'''
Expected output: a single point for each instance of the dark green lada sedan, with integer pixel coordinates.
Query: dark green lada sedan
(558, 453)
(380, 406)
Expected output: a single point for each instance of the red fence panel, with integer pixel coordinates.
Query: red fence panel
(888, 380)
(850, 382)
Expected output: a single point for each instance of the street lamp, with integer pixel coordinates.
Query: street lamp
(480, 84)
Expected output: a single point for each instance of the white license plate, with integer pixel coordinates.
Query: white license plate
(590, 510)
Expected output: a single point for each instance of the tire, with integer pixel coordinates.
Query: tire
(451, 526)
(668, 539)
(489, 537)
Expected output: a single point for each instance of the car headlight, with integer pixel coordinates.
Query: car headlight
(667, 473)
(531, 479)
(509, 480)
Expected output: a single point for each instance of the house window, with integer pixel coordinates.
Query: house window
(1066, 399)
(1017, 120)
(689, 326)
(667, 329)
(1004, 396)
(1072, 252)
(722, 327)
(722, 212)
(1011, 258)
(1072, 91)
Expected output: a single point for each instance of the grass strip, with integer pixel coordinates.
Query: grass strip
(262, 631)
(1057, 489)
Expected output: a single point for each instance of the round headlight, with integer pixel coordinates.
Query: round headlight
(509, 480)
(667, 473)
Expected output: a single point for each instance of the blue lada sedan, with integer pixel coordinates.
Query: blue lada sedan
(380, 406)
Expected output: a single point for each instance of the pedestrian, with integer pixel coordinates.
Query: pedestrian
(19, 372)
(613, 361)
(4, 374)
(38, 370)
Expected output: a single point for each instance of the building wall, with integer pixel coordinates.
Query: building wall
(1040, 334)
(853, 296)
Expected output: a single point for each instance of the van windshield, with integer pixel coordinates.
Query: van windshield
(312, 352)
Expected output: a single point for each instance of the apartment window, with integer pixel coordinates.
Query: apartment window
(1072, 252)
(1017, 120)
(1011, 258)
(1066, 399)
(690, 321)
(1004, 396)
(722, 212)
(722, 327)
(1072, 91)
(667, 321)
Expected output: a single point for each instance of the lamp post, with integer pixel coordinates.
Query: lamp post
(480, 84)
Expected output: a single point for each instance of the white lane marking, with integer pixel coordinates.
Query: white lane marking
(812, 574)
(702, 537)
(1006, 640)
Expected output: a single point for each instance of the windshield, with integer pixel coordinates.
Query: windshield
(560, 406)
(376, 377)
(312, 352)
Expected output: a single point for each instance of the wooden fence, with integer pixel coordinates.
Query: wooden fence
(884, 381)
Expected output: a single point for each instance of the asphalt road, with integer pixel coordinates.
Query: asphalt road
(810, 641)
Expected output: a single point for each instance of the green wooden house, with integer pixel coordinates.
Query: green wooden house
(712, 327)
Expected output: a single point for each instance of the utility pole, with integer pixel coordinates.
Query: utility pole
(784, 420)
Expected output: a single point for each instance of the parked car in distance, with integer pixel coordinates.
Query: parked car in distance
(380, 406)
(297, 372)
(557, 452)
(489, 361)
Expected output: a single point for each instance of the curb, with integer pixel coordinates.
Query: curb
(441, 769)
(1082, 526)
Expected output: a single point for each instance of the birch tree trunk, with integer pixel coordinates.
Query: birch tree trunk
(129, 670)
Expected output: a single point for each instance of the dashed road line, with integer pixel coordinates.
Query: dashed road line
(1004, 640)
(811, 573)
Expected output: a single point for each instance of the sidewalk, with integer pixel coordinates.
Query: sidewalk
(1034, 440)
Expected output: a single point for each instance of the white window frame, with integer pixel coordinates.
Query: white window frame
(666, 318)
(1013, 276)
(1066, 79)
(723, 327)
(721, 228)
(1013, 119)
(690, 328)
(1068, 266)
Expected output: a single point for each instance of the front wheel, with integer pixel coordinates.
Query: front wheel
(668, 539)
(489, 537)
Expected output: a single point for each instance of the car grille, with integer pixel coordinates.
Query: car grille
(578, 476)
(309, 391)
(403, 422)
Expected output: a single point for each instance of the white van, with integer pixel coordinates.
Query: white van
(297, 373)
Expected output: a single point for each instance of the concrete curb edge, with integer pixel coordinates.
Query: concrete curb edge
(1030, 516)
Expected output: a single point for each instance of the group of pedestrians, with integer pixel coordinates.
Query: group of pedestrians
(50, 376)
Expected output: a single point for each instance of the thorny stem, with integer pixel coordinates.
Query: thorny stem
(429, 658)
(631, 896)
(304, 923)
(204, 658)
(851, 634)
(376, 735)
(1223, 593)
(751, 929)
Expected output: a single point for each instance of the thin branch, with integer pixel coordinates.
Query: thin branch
'''
Copy the listing in full, and keep every word exactly as it is.

Expected output: a single point for each instance of the dark green lada sedan, with integer pixel coordinates.
Query: dark green lada sedan
(558, 453)
(380, 406)
Expected output: a single point for each instance of the red fence panel, with integer pixel coordinates.
Query: red fence panel
(888, 380)
(850, 382)
Expected output: a single point for each instance of the street lamp, with integer pixel coordinates.
Query: street lamp
(480, 84)
Expected output: a single point for each instance of the white license plate, with integer pixel coordinates.
Query: white license plate
(590, 510)
Expected output: a single point for each instance of the tire, with integer pixel coordinates.
Query: tire
(451, 526)
(668, 539)
(489, 537)
Expected output: a single point for each instance of the car headlight, with integer pixel coordinates.
Query: car headlight
(667, 473)
(531, 479)
(509, 480)
Expected output: a single point for each instance of the house window, with integer pixel coordinates.
Query: house window
(1066, 399)
(1017, 120)
(689, 326)
(667, 329)
(1004, 396)
(1072, 252)
(722, 327)
(722, 212)
(1011, 258)
(1072, 91)
Expected output: a single point for each instance of the grass strip, with integer pixel coordinates.
Query: grass strip
(262, 631)
(1057, 489)
Expected output: a single point for each instance of the round headlight, with integer pixel coordinates.
Query: round headlight
(509, 480)
(667, 473)
Expected output: a single point for each instance of the blue lada sedan, with integer pixel coordinates.
Query: blue lada sedan
(380, 406)
Expected output: a single point for each instance of the pedestrian, with integer pixel coordinates.
Query: pedestrian
(19, 372)
(613, 361)
(4, 374)
(38, 370)
Expected output: a single point for each instance of the building wall, with integer pixel coordinates.
Query: building wall
(1040, 334)
(853, 296)
Expected output: a single point for each instance of the van windshield, with integer pixel coordinates.
Query: van windshield
(312, 352)
Expected output: a single point for each instance of the apartment window, with integer pixel coordinates.
Query: apartment window
(1072, 252)
(1017, 120)
(1011, 258)
(1066, 399)
(690, 321)
(1004, 396)
(722, 212)
(722, 327)
(1072, 91)
(667, 321)
Expected output: a single point for each instance of the lamp post, with integer pixel coordinates.
Query: lamp post
(480, 84)
Expected output: a single point for each instance of the white lane marking, with integer pixel coordinates.
Query: white lane marking
(812, 574)
(702, 537)
(1006, 640)
Expected output: a single point for each instance of the windshield, with integer pixel coordinates.
Query: windshield
(560, 406)
(376, 377)
(312, 352)
Expected output: a single point for each instance of the wooden fence, with integer pixel coordinates.
Query: wooden fence
(884, 381)
Expected output: a single point for each instance of the asphalt road, with integer pixel coordinates.
Query: asphalt road
(810, 641)
Expected output: a single point for each instance of the green wooden house, with integer pixel coordinates.
Query: green wooden house
(712, 327)
Expected output: a single point for each instance of the utility pole, with integer pixel coordinates.
Query: utility pole
(784, 420)
Expected output: a single point for each instance of the parked car in distance, with integer pixel coordinates.
Query: parked car in distance
(380, 406)
(297, 372)
(557, 452)
(489, 361)
Expected output: a single point for each instance of the curb, with integer pixel coordinates.
Query: curb
(441, 769)
(1082, 526)
Expected output: a single point for each instance of the birch tree trunk, with integer pixel coordinates.
Query: birch tree trunk
(129, 670)
Expected output: a single point for each instance of the dashed road line, with integer pixel coordinates.
Query: dashed road line
(1004, 640)
(811, 573)
Expected output: a single point for each instance of the sidewalk, with integer pixel coordinates.
Query: sidewalk
(1034, 440)
Expected output: a single point for each instance of the white window frame, with integer pixel coordinates.
Query: white window frame
(666, 318)
(1013, 276)
(1066, 79)
(723, 327)
(721, 228)
(1013, 119)
(690, 328)
(1068, 266)
Expected output: a single point for each instance of the front wheel, with integer pixel coordinates.
Query: front wheel
(668, 539)
(489, 537)
Expected output: a single point for each instance of the car grille, with integer pixel coordinates.
Query: car grille
(578, 476)
(309, 391)
(403, 422)
Expected output: a single point for each instance of the white van, with integer pixel coordinates.
Query: white van
(297, 373)
Expected output: a single point for each instance of the concrete curb edge, with integer pixel coordinates.
Query: concrete curb edge
(1030, 516)
Expected output: a single point for each instance of the group of pedestrians, with integer pixel coordinates.
Query: group of pedestrians
(50, 376)
Expected output: a single point for each instance of the thorny stem, with integer pixel coordinates.
Query: thorny stem
(429, 658)
(631, 896)
(304, 923)
(204, 658)
(851, 634)
(376, 735)
(1223, 593)
(751, 929)
Expected output: a single point for each instance of the thin branch, with integer pixel coordinates.
Query: thin branch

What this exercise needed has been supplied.